■ **Task instructions**: Count the lines below that contain the string "trailer", treating uppercase and lowercase as different, and reply with only the number.

■ **Input records**:
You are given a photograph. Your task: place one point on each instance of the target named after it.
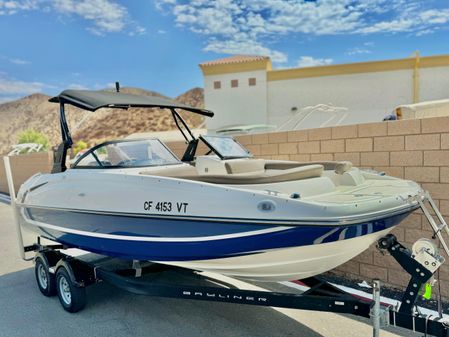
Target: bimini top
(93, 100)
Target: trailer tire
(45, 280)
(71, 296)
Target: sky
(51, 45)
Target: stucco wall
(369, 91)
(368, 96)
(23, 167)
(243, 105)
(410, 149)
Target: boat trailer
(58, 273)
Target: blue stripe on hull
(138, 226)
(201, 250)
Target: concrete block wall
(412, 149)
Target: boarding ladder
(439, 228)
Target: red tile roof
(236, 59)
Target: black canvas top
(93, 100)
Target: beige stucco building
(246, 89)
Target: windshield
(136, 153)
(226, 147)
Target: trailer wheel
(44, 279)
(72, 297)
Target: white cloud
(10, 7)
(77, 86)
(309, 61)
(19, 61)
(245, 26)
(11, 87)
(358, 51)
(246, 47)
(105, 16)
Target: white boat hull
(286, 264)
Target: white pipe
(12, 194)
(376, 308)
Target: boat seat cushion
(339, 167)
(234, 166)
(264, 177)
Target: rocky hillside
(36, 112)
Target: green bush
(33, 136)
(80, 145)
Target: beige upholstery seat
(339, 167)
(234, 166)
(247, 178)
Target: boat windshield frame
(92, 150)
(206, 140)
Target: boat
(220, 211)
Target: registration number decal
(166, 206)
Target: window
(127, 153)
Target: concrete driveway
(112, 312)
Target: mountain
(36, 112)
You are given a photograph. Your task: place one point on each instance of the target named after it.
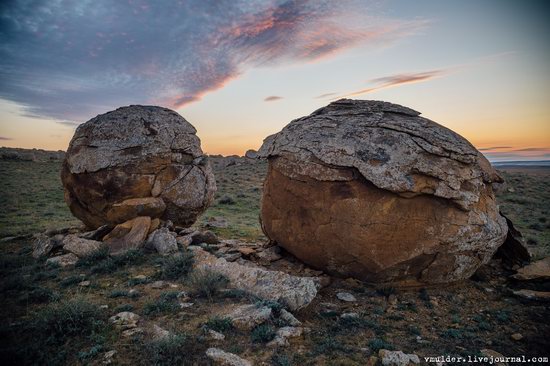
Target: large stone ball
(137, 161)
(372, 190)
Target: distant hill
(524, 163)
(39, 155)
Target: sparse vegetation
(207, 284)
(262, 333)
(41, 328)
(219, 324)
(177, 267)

--

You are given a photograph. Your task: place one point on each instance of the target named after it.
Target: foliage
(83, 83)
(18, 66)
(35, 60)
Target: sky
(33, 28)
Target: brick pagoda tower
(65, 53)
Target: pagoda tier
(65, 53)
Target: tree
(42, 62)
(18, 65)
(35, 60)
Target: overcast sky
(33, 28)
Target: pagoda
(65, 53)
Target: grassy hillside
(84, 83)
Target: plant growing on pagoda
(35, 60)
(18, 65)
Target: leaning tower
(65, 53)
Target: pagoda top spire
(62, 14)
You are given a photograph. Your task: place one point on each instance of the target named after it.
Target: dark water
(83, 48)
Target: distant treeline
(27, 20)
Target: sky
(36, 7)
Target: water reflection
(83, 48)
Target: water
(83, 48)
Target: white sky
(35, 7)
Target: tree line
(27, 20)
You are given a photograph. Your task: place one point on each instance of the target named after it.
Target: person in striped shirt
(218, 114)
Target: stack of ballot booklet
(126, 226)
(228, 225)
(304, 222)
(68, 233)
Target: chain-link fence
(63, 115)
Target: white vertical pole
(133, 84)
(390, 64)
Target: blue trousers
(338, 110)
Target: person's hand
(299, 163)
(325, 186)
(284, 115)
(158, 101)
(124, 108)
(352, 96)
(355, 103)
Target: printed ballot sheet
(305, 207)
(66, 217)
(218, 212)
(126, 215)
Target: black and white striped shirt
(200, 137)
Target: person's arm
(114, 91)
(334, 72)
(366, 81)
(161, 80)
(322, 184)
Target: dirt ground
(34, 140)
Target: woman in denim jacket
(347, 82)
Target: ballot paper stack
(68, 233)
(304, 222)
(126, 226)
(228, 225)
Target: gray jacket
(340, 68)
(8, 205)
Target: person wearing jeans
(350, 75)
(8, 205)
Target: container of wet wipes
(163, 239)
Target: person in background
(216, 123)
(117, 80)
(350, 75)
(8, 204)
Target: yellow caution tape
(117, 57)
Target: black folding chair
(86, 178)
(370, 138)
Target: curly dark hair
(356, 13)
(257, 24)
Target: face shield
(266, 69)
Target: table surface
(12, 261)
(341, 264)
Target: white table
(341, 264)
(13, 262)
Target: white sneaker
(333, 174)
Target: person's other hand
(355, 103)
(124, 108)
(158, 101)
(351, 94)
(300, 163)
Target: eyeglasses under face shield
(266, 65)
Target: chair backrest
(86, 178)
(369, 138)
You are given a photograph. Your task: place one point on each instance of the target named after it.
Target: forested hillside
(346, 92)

■ **Written solution**: 3